- [PROBLEM DETAILS] Pick out every line of the rows below that contains the word "suit". Uppercase and lowercase letters must match.

- [DATA FOR THIS TASK]
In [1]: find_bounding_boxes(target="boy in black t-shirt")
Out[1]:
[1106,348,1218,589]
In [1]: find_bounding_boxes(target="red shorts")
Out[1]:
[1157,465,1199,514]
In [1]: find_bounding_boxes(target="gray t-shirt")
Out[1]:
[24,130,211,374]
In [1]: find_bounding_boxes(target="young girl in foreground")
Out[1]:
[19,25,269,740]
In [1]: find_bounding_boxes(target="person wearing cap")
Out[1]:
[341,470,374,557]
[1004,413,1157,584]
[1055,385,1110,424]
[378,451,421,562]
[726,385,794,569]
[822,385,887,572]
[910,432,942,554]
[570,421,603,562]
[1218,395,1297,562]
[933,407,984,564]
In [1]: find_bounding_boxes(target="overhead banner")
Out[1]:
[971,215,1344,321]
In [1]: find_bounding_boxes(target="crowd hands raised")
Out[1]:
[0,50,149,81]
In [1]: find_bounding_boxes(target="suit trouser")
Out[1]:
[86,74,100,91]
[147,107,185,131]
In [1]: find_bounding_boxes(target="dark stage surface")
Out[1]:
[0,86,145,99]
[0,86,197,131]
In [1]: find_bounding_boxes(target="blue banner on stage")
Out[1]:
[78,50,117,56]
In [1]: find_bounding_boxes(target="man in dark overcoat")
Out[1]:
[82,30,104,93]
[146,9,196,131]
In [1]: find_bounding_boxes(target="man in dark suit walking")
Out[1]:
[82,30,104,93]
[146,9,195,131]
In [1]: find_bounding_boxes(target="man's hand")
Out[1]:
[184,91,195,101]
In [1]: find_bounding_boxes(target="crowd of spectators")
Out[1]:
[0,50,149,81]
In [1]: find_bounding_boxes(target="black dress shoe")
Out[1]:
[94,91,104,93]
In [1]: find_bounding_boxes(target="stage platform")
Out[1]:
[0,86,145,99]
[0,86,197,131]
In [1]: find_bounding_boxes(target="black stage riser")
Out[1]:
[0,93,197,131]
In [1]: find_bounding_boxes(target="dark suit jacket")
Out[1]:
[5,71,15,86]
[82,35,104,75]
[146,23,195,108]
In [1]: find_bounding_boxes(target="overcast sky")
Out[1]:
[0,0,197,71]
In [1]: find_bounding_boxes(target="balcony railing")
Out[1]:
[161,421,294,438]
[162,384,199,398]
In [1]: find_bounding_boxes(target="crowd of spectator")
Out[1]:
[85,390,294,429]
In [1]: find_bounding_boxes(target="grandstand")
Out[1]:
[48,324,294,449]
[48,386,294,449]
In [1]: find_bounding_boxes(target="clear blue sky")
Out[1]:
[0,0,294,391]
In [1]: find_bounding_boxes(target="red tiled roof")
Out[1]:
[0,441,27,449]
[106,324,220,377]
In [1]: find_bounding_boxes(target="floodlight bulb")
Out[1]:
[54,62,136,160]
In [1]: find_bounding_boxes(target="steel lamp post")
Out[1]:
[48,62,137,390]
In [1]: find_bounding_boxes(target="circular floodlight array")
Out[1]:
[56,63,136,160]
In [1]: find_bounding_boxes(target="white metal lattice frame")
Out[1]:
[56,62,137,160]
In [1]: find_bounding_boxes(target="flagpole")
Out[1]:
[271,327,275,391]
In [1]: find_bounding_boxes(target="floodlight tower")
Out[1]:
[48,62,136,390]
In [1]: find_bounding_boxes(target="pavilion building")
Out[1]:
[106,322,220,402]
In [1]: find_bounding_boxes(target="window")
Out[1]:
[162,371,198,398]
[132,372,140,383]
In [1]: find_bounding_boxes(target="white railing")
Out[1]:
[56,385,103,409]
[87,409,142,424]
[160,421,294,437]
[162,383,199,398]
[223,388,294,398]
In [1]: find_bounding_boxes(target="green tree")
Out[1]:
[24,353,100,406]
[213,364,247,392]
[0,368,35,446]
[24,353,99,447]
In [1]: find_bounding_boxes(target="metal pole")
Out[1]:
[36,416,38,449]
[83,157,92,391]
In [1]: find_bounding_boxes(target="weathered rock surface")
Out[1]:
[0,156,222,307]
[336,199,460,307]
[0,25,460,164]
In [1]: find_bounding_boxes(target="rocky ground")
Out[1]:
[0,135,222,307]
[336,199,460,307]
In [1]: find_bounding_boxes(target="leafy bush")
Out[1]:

- [RESPONSE TO THE EXERCISE]
In [1]: find_bounding_boxes(target="suit trouser")
In [1]: find_bounding_boxes(target="man in dark suit walking")
In [1]: find_bounding_boxes(target="dark suit jacket")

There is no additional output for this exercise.